● Exercise material:
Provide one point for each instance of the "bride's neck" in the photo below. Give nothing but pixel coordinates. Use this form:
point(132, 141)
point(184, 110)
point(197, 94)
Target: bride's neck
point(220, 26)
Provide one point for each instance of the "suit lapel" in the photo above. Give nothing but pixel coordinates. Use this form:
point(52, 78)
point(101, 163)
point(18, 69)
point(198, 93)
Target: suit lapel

---

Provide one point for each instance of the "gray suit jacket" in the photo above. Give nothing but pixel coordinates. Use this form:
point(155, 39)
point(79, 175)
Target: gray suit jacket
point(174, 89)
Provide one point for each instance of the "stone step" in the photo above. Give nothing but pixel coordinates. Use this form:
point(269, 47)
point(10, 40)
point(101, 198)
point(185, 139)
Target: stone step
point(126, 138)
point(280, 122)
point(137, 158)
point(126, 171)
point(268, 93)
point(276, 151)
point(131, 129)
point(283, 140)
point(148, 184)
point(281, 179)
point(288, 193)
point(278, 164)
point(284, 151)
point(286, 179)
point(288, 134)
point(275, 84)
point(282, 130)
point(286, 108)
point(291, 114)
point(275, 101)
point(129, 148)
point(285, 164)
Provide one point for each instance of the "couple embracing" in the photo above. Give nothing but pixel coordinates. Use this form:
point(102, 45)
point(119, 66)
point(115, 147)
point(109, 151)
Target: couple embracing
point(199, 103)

==

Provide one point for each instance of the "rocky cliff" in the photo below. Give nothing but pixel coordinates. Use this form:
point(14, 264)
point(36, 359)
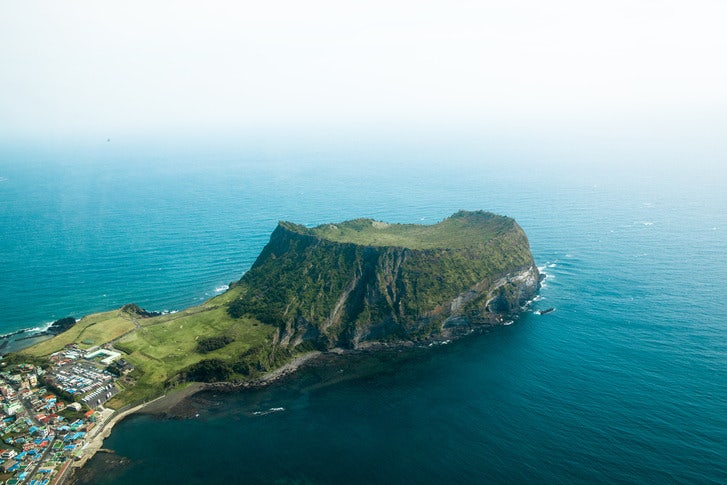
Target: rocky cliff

● Task requirements: Locate each line in the material above that contains the word "Give" and copy those lines. Case counts.

● Correct result:
Provide one point for each instance of the "bride's neck" in the photo below. Give nothing but pixel coordinates. Use this form:
Provide one point for each instance of the "suit lapel" in the photo above. Give nothing but pixel coordinates. Use this form:
Provide one point for each instance of the "gray suit jacket" in the photo above. Give nothing but pixel coordinates. Use this form:
Provide one point for each instance of the "stone step" in the photo above. Give nothing but pixel coordinates. Use this form:
Provide one point for each instance of the "couple embracing" in the photo above. Give nothing but pixel coordinates. Use this form:
Provide one point for each instance of the "rocky cliff" in the photo below. Give nothing but pixel coordinates. Use this form:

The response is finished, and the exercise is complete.